:: Text extract ::

----------

Frederic (or Frederick) Dan Huntington (May 28, 1819, Hadley, Massachusetts – July 11, 1904, Hadley, Massachusetts) was an American clergyman and the first Protestant Episcopal bishop of the Episcopal Diocese of Central New York.

Early life, education and career
Frederic Dan, the youngest of the eleven children born to Dan and Elizabeth Huntington, was born in Hadley, Massachusetts on May 28, 1819. He grew up on the family farm "Forty Acres," the home of both his mother and his grandmother, Elizabeth Porter Phelps.

He graduated at Amherst College in 1839 and at the Harvard Divinity School in 1842. In 1843 he married Hannah Sargent, the sister of Epes Sargent. From 1842 to 1855 he was pastor of the South Congregational Church of Boston, and in 1855-1860 as preacher to the university and Plummer professor of Christian Morals at Harvard; he then left the Unitarian Church, with which his father had been connected as a clergyman at Hadley, resigned his professorship and became pastor of the newly established Emmanuel Church of Boston.

Syracuse, New York 

Rev. Huntington founded the St. John's School, a military school, in 1869 in Manlius, New York, and was its president until his death in 1904. In the 1920s, St. John's became known as the renowned military school, The Manlius School, today integrated into the Manlius Pebble Hill School.

----------

:: Information provided ::

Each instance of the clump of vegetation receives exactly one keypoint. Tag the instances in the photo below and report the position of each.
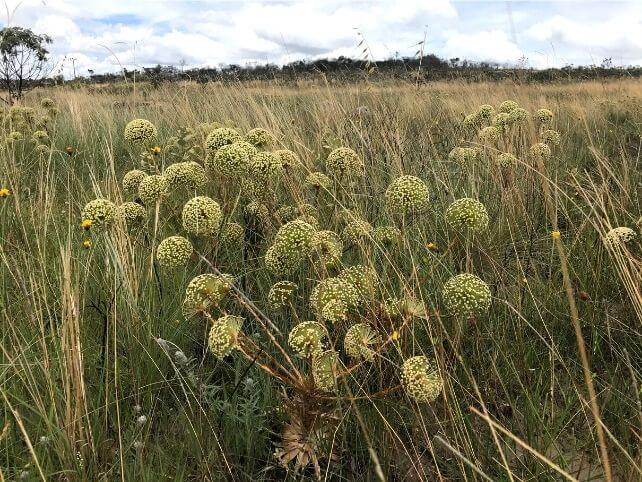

----------

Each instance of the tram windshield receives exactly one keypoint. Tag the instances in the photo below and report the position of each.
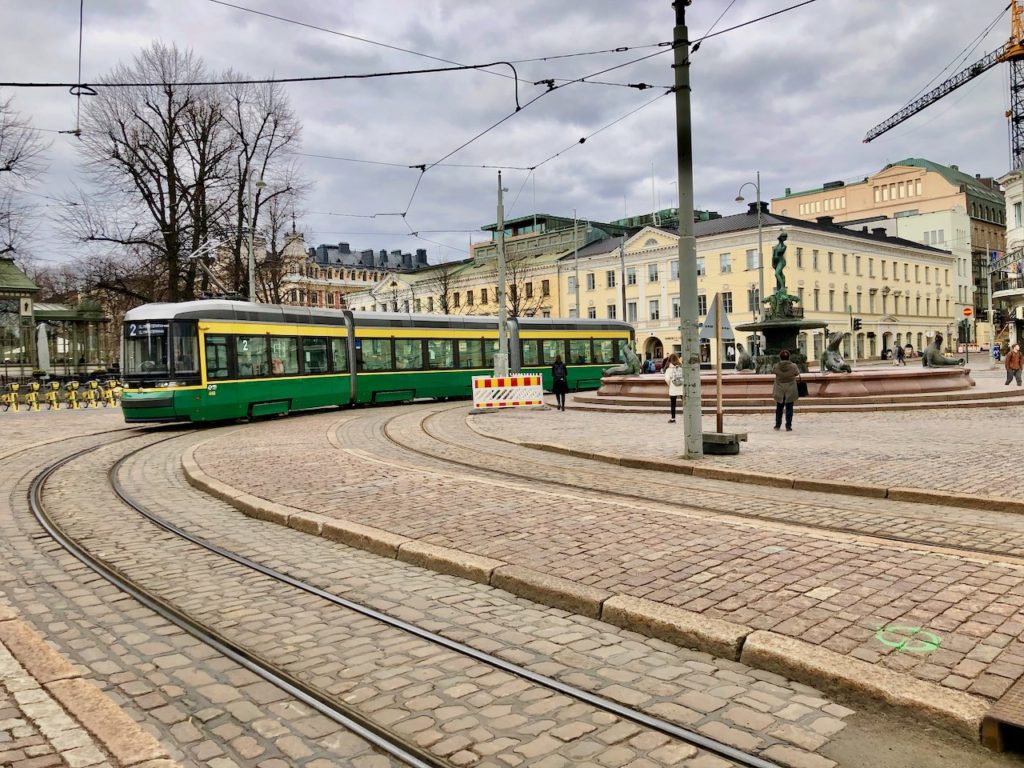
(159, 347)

----------

:: Work to do ::
Extend the biography of Frederic Dan Huntington, picking up right after its final sentence.

:: In response ::
He had refused the bishopric of the Episcopal Diocese of Maine when, in 1868, he was elected to the Diocese of Central New York. He was consecrated on April 9, 1869, and thereafter lived in Syracuse, New York.

He was the first president of the Church Association for the Advancement of the Interests of Labor.

Consecrators
 The Most Reverend Benjamin B. Smith
 The Right Reverend Manton Eastburn
 The Right Reverend Horatio Potter
N.B.: 93rd bishop consecrated in the Episcopal Church.

End of life 
Huntington remained throughout his life attached to the family's ancestral farm in Hadley, Massachusetts, in the 1860s purchasing his siblings' shares so that he could inherit the house.  He continued to manage it as a working farm, and spent summers there throughout his life.  Huntington died in Hadley on July 11, 1904, aged 85.

Publications 

His more important publications included:

 Lectures on Human Society (1860)
 Memorials of a Quiet Life (1874)
 The Golden Rule applied to Business and Social Conditions (1892)

From 1845 to 1858 he was the editor of The Monthly Religious Magazine, a Unitarian review.

Legacy 
Huntington's ancestral family home, the Porter-Phelps-Huntington House in Hadley, became a historic house museum in the 1940s, and is open seasonally. His daughter Ruth Huntington Sessions wrote a memoir, Sixty Odd (1936), which includes details about her childhood with Huntington.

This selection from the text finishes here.